Instructions for the task: Can you retype the stretch of the Open MPI thread below from "It seems as" through "something using mpicc?", keeping every word and character unchanged?

Source excerpt:
= = = =
Looking at the change log for 1.5.1 I see:
- Use memmove (instead of memcpy) when necessary (e.g., source and destination overlap).

It seems as though this might be a likely candidate for a change that might fix my problems if I am indeed using 1.5.3 following the installation of OpenFOAM?

On Fri, Jan 27, 2012 at 10:02 AM, Brett Tully wrote:
Interesting. In the same set of updates, I installed OpenFOAM from their Ubuntu deb package and it claims to ship with openmpi. I just downloaded their Third-party source tar and unzipped it to see what version of openmpi they are using, and it is 1.5.3. However, when I do man openmpi, or ompi_info, I get the same version as before (1.4.3). How do I determine for sure what is being included when I compile something using mpicc?

Thanks,
Brett.



On Thu, Jan 26, 2012 at 10:05 PM, Jeff Squyres <jsquyres@cisco.com> wrote:
What version did you upgrade to?  (we don't control the Ubuntu packaging)

I see a bullet in the soon-to-be-released 1.4.5 release notes:

- Fix obscure cases where MPI_ALLGATHER could crash.  Thanks to Andrew
 Senin for reporting the problem.

But that would be surprising if this is what fixed your issue, especially since it's not released yet.  :-)



On Jan 26, 2012, at 5:24 AM, Brett Tully wrote:

> As of two days ago, this problem has disappeared and the tests that I had written and run each night are now passing. Having looked through the update log of my machine (Ubuntu 11.10) it appears as though I got a new version of mpi-default-dev (0.6ubuntu1). I would like to understand this problem in more detail -- is it possible to see what changed in this update?
> Thanks,
> Brett.
= = = =
Supplied information:

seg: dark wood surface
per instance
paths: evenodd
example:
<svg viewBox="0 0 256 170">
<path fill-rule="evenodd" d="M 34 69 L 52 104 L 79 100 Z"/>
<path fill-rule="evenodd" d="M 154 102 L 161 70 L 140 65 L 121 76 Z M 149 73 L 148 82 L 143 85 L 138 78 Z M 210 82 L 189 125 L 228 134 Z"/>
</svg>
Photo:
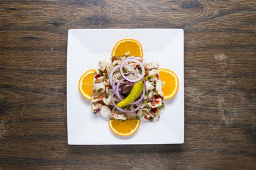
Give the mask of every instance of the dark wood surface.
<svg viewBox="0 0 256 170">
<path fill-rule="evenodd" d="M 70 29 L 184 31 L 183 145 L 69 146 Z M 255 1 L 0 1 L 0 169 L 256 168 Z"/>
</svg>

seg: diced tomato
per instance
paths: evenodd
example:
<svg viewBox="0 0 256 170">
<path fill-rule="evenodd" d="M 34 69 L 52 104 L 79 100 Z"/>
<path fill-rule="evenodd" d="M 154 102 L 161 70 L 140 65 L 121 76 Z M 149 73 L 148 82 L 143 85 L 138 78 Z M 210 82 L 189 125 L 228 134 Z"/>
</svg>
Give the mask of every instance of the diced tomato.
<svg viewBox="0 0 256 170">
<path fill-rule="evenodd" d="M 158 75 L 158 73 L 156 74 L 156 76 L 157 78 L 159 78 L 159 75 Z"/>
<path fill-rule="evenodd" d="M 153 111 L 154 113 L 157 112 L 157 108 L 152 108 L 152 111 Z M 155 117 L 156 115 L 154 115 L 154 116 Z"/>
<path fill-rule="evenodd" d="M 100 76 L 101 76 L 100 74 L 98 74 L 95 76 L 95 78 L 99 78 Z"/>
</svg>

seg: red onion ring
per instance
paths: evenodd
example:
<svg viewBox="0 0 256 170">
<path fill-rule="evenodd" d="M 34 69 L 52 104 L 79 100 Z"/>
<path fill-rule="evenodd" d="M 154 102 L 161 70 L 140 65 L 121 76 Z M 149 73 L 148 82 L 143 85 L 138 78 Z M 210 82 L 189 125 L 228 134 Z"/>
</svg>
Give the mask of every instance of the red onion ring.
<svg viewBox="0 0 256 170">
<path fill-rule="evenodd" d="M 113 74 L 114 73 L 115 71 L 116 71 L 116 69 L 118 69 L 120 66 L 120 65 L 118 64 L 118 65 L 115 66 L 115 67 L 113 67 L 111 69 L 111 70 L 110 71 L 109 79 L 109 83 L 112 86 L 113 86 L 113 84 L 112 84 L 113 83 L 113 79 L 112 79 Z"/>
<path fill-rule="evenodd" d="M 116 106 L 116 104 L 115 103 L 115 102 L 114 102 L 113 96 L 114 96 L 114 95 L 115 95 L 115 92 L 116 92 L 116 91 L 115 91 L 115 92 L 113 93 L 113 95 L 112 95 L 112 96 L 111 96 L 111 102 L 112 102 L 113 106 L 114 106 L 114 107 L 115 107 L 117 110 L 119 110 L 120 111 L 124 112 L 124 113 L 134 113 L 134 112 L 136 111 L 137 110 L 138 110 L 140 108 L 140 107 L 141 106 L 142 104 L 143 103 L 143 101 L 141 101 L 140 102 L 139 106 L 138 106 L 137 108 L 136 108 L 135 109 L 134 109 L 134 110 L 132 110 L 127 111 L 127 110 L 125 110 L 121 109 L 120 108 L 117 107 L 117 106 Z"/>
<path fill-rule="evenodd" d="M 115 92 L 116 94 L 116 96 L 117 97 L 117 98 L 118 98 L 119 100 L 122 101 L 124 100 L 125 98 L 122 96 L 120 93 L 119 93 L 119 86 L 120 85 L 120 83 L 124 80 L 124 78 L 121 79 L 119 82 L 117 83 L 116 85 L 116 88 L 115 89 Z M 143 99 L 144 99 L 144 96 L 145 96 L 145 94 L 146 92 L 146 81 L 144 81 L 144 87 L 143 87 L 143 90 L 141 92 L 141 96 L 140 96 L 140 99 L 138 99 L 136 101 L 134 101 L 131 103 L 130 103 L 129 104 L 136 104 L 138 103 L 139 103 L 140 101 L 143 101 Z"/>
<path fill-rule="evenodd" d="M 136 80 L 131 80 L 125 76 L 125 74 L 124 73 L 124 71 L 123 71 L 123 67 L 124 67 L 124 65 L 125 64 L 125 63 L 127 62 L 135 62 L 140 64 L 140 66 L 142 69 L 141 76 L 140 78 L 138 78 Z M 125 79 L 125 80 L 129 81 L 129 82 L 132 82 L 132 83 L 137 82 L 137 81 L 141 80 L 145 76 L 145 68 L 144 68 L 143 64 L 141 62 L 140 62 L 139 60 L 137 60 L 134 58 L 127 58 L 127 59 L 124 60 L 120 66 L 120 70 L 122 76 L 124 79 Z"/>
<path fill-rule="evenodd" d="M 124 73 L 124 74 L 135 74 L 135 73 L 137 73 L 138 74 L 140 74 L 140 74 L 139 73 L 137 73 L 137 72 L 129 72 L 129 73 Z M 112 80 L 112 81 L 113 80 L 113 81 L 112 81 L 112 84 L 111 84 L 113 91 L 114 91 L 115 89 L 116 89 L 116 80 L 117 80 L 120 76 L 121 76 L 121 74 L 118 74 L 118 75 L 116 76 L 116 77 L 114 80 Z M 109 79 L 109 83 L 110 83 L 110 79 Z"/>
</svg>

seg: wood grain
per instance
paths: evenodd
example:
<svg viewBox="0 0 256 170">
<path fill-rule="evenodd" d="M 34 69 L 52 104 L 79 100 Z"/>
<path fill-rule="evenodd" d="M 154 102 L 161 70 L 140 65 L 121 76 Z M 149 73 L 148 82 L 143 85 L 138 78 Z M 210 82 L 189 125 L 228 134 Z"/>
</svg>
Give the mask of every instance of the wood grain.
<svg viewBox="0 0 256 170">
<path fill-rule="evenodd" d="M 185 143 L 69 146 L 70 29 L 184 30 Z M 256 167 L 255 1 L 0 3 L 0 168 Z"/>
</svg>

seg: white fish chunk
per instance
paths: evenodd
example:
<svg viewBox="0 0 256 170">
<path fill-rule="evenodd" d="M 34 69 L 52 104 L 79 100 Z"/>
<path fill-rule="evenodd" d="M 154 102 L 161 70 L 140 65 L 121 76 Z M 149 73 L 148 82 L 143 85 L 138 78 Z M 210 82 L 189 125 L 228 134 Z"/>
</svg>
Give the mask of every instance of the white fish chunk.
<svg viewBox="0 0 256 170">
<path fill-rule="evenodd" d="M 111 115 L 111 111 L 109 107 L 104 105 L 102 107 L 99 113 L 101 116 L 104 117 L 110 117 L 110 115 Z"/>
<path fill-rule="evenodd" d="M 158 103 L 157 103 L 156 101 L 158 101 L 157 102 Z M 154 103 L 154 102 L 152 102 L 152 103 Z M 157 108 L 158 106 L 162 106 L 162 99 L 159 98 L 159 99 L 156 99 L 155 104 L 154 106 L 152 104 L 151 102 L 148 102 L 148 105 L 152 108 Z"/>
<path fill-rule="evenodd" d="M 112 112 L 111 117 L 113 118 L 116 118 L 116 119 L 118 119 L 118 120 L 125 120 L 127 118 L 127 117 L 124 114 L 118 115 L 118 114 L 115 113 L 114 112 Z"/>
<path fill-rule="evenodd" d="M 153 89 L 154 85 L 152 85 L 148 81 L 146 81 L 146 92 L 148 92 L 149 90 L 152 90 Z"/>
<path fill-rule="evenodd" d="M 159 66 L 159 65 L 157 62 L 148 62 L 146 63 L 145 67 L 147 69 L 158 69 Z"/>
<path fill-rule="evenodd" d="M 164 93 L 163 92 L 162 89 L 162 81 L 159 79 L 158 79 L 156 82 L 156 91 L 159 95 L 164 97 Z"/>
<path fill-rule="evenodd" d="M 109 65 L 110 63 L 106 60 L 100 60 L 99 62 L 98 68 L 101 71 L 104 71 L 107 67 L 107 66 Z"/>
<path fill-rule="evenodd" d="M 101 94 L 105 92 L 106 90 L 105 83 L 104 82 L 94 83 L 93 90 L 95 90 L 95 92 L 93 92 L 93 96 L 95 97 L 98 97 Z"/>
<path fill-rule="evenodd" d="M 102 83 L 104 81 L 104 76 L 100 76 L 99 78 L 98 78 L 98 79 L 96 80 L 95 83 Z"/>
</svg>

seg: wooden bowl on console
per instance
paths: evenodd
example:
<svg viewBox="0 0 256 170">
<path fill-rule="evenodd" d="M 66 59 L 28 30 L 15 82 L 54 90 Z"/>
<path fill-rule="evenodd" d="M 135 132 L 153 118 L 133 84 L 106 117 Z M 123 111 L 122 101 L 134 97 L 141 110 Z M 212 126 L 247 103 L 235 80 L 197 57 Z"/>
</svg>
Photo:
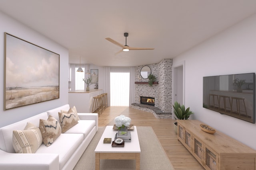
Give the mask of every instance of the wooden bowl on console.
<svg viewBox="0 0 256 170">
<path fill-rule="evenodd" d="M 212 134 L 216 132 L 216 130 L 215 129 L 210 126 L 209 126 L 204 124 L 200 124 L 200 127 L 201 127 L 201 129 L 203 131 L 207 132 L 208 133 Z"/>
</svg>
= = = =
Output below:
It seems as though this might be a likely candidate for a change that might fix my problems if I am indeed using 1.5.3 following the installation of OpenFOAM?

On Fri, Jan 27, 2012 at 10:02 AM, Brett Tully wrote:
Interesting. In the same set of updates, I installed OpenFOAM from their Ubuntu deb package and it claims to ship with openmpi. I just downloaded their Third-party source tar and unzipped it to see what version of openmpi they are using, and it is 1.5.3. However, when I do man openmpi, or ompi_info, I get the same version as before (1.4.3). How do I determine for sure what is being included when I compile something using mpicc?